----- SUPPLIED DATA -----

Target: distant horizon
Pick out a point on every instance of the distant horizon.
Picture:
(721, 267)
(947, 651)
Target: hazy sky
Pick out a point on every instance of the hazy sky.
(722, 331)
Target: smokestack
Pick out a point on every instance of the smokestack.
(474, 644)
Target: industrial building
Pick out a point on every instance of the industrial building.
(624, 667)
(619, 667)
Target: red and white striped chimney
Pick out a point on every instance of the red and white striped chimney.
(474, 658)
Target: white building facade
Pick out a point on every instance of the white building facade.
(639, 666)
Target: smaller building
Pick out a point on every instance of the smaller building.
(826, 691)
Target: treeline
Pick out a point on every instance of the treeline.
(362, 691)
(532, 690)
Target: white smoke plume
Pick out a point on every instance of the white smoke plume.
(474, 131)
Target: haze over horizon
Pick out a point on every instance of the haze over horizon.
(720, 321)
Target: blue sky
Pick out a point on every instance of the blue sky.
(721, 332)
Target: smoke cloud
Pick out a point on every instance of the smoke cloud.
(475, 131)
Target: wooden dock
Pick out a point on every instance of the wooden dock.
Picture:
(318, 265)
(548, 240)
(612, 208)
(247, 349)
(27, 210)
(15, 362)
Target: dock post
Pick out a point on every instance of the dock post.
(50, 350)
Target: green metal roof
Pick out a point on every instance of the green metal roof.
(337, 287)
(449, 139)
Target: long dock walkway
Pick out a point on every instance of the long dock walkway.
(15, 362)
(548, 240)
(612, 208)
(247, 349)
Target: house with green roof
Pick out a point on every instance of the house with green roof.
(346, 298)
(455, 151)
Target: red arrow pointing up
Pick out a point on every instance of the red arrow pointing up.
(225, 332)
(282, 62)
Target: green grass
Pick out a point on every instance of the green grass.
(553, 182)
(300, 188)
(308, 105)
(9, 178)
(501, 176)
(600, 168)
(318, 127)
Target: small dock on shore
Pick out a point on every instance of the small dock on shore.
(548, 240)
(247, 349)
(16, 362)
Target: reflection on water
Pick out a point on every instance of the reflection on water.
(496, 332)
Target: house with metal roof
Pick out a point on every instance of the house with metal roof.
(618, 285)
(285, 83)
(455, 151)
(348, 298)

-----

→ **WHAT THE TASK REQUIRES**
Rewrite all the rows above as a CSV with the columns instruction and points, one line for each row. Put each field in double quotes and replace any line breaks with spaces.

→ **COMPLETED TASK**
instruction,points
"Target: distant horizon Pick out a point on every instance of the distant horizon. Picture:","(721, 267) (947, 651)"
"Target: hazy sky Pick out a point on every instance of the hazy sky.","(722, 331)"
"Target: smokestack Pick out a point on every instance of the smokestack.","(474, 644)"
"Target: industrial building Pick out a point on every instance of the industrial building.","(624, 667) (619, 667)"
"Target: red and white striped chimney Pick out a point on every instance of the red and white striped chimney.","(474, 658)"
"Target: white building facade Pick out a point on every instance of the white building facade.","(639, 666)"
"Target: smaller building Pick out a point on every instance of the smaller building.","(826, 691)"
"Target: treeline Pick out a point on every instance of the treeline.","(362, 691) (532, 690)"
"Target: white smoke plume Pick out a point on every instance of the white smoke plume.","(474, 131)"
"Target: haze over horizon Pick out a point on every instance of the haze over horizon.","(720, 321)"
"Target: blue sky Pick out a point on every instance of the blue sky.","(721, 332)"
"Target: smoke cloud Pick out a point on every instance of the smoke cloud.","(475, 131)"
"Target: wooden dock Pick out a point on every instance of the wooden dock. Picture:","(318, 265) (548, 240) (612, 208) (247, 349) (27, 210) (15, 362)"
"Target: dock post Pick out a point on every instance of the dock post.","(50, 350)"
"Target: green metal roof Pick out a point on every instance of the green metal roof.","(337, 287) (449, 139)"
"Target: long dock walkway Pick out a point on every instance of the long dock walkway.","(15, 362) (548, 240) (612, 208) (247, 349)"
"Target: house with green roof Pick out a point on every instance of the house with green roof.","(346, 298) (455, 151)"
"Target: red arrow pointing up Pick out a point on every instance of the red arrow pointing up.","(225, 332) (282, 62)"
"Target: green grass Pick out a point on every instance of the green grass.","(553, 182) (300, 188) (308, 105) (9, 178) (501, 176) (600, 168) (318, 127)"
"Target: small dock on shore Pick out a point on every instance of the small dock on shore.","(548, 240) (247, 349) (16, 362)"
"Target: reflection on water Pick out a point on every instance of the reflection on water.","(496, 332)"
"Target: house with metal roof Pick out a point on every instance of the house with metal roof.","(618, 285) (285, 83) (455, 151) (348, 298)"